Requirements: Copy out every one of the records below, substituting "BBoxGrounder v4" for each occurrence of "BBoxGrounder v3" and leaving all other text unchanged.

Supplied material:
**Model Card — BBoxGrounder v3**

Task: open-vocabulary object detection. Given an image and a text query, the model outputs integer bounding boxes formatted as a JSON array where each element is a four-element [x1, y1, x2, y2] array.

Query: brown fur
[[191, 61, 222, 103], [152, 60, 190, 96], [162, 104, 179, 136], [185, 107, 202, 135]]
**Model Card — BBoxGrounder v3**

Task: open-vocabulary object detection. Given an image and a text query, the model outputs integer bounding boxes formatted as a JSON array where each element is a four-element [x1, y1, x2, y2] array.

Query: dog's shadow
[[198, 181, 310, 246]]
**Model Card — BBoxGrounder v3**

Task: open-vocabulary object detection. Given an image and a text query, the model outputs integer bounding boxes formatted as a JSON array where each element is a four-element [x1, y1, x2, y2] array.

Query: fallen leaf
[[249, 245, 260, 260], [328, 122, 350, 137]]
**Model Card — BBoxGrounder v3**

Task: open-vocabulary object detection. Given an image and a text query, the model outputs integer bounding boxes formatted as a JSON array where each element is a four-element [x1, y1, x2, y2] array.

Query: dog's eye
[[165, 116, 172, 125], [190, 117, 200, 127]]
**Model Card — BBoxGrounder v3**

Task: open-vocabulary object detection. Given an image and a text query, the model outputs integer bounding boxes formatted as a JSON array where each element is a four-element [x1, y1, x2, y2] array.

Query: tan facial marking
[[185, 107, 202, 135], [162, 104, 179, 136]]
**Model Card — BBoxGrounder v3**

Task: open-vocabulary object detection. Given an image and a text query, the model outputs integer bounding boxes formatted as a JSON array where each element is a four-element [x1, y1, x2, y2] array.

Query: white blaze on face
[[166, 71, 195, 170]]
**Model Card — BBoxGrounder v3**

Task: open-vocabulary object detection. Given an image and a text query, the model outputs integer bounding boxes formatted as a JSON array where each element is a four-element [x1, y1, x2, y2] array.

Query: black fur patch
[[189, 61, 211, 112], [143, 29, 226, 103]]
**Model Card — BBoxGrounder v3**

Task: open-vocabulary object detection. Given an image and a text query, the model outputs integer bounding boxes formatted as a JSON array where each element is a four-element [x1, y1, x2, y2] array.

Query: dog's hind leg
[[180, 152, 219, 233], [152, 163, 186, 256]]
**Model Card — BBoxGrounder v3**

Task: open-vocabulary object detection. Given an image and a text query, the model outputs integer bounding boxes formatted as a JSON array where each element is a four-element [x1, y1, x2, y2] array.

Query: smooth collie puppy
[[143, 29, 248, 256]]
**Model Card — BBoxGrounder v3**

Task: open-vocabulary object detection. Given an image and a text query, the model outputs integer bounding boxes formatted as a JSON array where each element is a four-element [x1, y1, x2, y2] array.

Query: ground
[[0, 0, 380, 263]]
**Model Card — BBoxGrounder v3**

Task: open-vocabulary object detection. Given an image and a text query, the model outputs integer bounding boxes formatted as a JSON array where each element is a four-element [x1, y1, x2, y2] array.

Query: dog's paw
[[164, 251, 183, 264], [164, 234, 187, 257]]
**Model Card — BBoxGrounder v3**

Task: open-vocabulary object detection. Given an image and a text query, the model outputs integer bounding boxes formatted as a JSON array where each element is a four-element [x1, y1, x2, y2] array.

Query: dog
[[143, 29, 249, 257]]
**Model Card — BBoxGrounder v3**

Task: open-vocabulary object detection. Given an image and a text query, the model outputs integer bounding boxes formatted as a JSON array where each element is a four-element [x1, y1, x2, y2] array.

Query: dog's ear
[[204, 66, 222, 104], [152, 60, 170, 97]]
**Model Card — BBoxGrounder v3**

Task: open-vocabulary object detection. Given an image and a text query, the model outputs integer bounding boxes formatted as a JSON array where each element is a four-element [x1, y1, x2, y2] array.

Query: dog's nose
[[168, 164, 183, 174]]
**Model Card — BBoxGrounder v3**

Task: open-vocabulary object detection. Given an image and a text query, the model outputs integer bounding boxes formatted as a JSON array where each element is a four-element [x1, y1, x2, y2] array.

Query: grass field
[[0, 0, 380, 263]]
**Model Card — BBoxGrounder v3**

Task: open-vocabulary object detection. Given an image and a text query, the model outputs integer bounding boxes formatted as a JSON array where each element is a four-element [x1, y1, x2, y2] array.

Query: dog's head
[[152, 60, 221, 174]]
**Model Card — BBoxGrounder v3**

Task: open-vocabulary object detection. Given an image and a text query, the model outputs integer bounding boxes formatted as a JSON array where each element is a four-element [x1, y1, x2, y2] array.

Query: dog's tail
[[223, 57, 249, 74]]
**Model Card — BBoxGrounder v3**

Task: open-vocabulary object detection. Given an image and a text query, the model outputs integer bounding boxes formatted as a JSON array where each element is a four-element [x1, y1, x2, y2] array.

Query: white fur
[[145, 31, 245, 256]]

Response:
**Model Card — BBoxGrounder v4**

Task: open-vocabulary object detection. Given an image and a text query, the model outputs integer bounding boxes formatted as a JSON array where each element is a four-element [x1, y1, x2, y2] array.

Query: brown fur
[[191, 61, 222, 103], [152, 60, 190, 96], [162, 104, 179, 136], [185, 107, 202, 135]]
**Model Card — BBoxGrounder v4**

Task: open-vocabulary object detection. Given an image and a text query, the model outputs integer bounding boxes formatted as a JSON array where each element is a four-element [x1, y1, x2, y2] array.

Query: dog's shadow
[[198, 181, 310, 246]]
**Model Card — BBoxGrounder v4**

Task: open-vocabulary object detection. Given an image and a text query, the model outputs integer bounding boxes formatted as a JSON array where each element is a four-element [x1, y1, x2, y2] array.

Query: fallen leaf
[[249, 245, 260, 260], [328, 122, 350, 137]]
**Model Card — BBoxGrounder v4**

Task: open-vocabulary object detection. Given an image and a text query, the model outputs integer bounding boxes formatted as a JSON array where each element is a four-element [x1, y1, x2, y2] array.

Query: dog's eye
[[165, 116, 172, 125], [190, 117, 200, 127]]
**Model Card — BBoxGrounder v4**

Task: open-vocabulary object detection. Given an image and a text query, the model outputs integer bounding boxes formatted as a JSON array where each element is a four-element [x1, y1, x2, y2] array.

Query: tan facial marking
[[185, 107, 202, 135], [162, 104, 179, 136]]
**Model Card — BBoxGrounder v4**

Task: open-vocabulary object detection. Given an image and a text query, the model outputs integer bounding boxes formatted as a JSON array where each element is a four-element [x1, y1, x2, y2] array.

Query: white blaze on face
[[166, 71, 195, 170]]
**Model Card — BBoxGrounder v4**

Task: open-vocabulary object detection. Given an image and a text query, the model outputs integer bounding boxes formatted as a JSON array where each element is a four-element [x1, y1, x2, y2] array.

Query: black fur patch
[[189, 61, 211, 112], [143, 29, 226, 103]]
**Model Card — BBoxGrounder v4**

Task: open-vocabulary object detection. Given an image and a text query, the model outputs integer bounding boxes formatted as a JSON array where each element is a four-element [x1, y1, x2, y2] array.

Query: dog's hind leg
[[180, 152, 219, 233], [152, 163, 186, 256]]
**Model Card — BBoxGrounder v4**

Task: open-vocabulary object detection. Given an image and a text query, the model outputs integer bounding boxes formatted as a JSON array where each element is a four-element [x1, y1, x2, y2] array.

Query: smooth collie puppy
[[143, 29, 248, 256]]
**Model Card — BBoxGrounder v4**

Task: open-vocabulary object detection. Given an image and a text query, the model outputs integer bounding boxes formatted as a JSON array where each element is a four-element [x1, y1, x2, y2] array.

Query: ground
[[0, 0, 380, 263]]
**Model Card — BBoxGrounder v4**

Task: open-vocabulary object detection. Given an image and a text query, the model outputs integer bounding boxes formatted as a JSON array where each element is a four-element [x1, y1, x2, y2] array.

Query: dog's paw
[[164, 251, 183, 264], [164, 234, 187, 257]]
**Model Card — BBoxGrounder v4**

Task: open-vocabulary object detection. Given an image and a text query, the model outputs integer bounding boxes formatted as a JSON array where each element is a four-element [x1, y1, x2, y2] array.

Query: dog
[[143, 29, 249, 257]]
**Model Card — BBoxGrounder v4**

Task: open-vocabulary object detection. Given an image and a text query, the model outputs integer bounding boxes formatted as a JSON array where each element is a four-element [x1, y1, x2, y2] array.

Query: dog's ear
[[204, 66, 222, 104], [152, 60, 170, 97]]
**Model Card — BBoxGrounder v4**

Task: open-vocabulary object detection. Given an image and a text query, the model outputs integer bounding boxes formatted as a JSON array where each element is a four-element [x1, y1, x2, y2] array.

Query: dog's nose
[[168, 164, 183, 174]]
**Model Card — BBoxGrounder v4**

Task: open-vocabulary object detection. Given an image and a text query, the model outputs integer bounding boxes formatted as a JSON array where each element is a four-element [x1, y1, x2, y2] array.

Query: grass field
[[0, 0, 380, 263]]
**Model Card — BBoxGrounder v4**

Task: open-vocabulary object detection. Given an image and a text query, the model outputs integer bounding boxes formatted as a JSON array where each element is a four-element [x1, y1, x2, y2] array.

Query: dog's head
[[152, 60, 221, 174]]
**Model Card — BBoxGrounder v4**

Task: open-vocabulary object detection. Given an image and a text query, the model outputs integer bounding boxes formatted as a JSON array where each element is a four-element [x1, y1, x2, y2] array.

Query: dog's tail
[[223, 57, 249, 74]]
**Model Card — BBoxGrounder v4**

Task: open-vocabulary object detection. Given an image and a text query, the model outputs integer bounding boxes formatted as a JSON array where each element is a four-element [x1, y1, x2, y2] array.

Query: white fur
[[145, 31, 245, 256]]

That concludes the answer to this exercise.